Published: Nov. 10, 2020 By
Colorado flags over Larimer Square in Denver.

Colorado business is showing more signs of a recovery from the COVID-19 economic slump, according to a new CU Boulder report Colorado Secretary of State Jena Griswold released on Nov. 10.

The Quarterly Business and Economic Indicators report is prepared by the Leeds Business Research Division (BRD) at CU Boulder. The report shows 38,678 new corporations, nonprofits and other entities filed initial documents with the secretary of state’s office in the third quarter of this year. 

New entities filing to begin operations increased 24.3% year-over-year and 23.9% over the previous quarter. The increase bucks a strong seasonal pattern of declines in the third quarter.
More than 150,000 entities filed for renewals, an increase of 5.9% year-over-year. Trademarks (9.0%) and trade names (17.6%) also showed large increases from the third quarter of 2019.

“While the road to economic recovery remains long, this quarter’s economic indicators report does provide reasons for optimism,” said Colorado Secretary of State Jena Griswold.  “Colorado’s diverse economy has proven resilient in the past and we are positioned to recover faster than other states, provided we properly manage the ongoing COVID-19 pandemic.  This report demonstrates that the foundation of Colorado’s economy is strong but we must remain vigilant with respect to the pandemic to ensure it continues to grow.”     

Dissolution filings also rose significantly. However, businesses frequently file dissolution paperwork well after the business dissolves.

Next for Colorado economy

BRD monitors the secretary of state’s quarterly indicators because they are often an early indicator of jobs and business growth.

__Supplied records__.

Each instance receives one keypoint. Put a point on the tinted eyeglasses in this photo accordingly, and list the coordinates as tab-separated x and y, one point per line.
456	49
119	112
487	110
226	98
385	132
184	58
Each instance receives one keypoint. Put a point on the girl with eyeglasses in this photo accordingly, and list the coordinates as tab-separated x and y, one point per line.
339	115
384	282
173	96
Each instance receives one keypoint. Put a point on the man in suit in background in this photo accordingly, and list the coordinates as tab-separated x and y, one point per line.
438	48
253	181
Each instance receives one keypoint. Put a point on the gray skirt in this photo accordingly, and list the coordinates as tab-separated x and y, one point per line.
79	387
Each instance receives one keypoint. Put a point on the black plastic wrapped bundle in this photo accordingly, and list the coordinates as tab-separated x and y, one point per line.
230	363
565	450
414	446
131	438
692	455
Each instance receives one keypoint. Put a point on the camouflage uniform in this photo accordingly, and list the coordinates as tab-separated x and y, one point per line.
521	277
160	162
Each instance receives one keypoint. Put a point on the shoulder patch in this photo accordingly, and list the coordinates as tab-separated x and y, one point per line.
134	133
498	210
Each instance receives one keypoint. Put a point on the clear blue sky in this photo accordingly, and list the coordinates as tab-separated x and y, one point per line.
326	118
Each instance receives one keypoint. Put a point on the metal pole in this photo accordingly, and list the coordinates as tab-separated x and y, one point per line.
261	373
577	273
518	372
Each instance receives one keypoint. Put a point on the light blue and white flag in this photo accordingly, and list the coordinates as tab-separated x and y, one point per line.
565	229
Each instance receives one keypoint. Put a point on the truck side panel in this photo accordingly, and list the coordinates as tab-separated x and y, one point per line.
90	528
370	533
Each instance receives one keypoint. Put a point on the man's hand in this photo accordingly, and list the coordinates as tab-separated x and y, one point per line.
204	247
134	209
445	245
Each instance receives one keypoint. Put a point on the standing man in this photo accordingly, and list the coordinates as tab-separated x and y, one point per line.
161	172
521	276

__Activities__.
**1.** Answer from the Colorado business article: (a) How many new entities filed initial documents with the secretary of state's office in the third quarter? (b) By what percent did renewal filings rise year-over-year? (c) Who prepares the Quarterly Business and Economic Indicators report?
**2.** Return the stretch of the Colorado business article from "New entities filing" through "quarter of 2019.", copied word for word.

__Responses per task__.
**1.**
(a) 38,678
(b) 5.9%
(c) The Leeds Business Research Division (BRD) at CU Boulder

**2.**
New entities filing to begin operations increased 24.3% year-over-year and 23.9% over the previous quarter. The increase bucks a strong seasonal pattern of declines in the third quarter.
More than 150,000 entities filed for renewals, an increase of 5.9% year-over-year. Trademarks (9.0%) and trade names (17.6%) also showed large increases from the third quarter of 2019.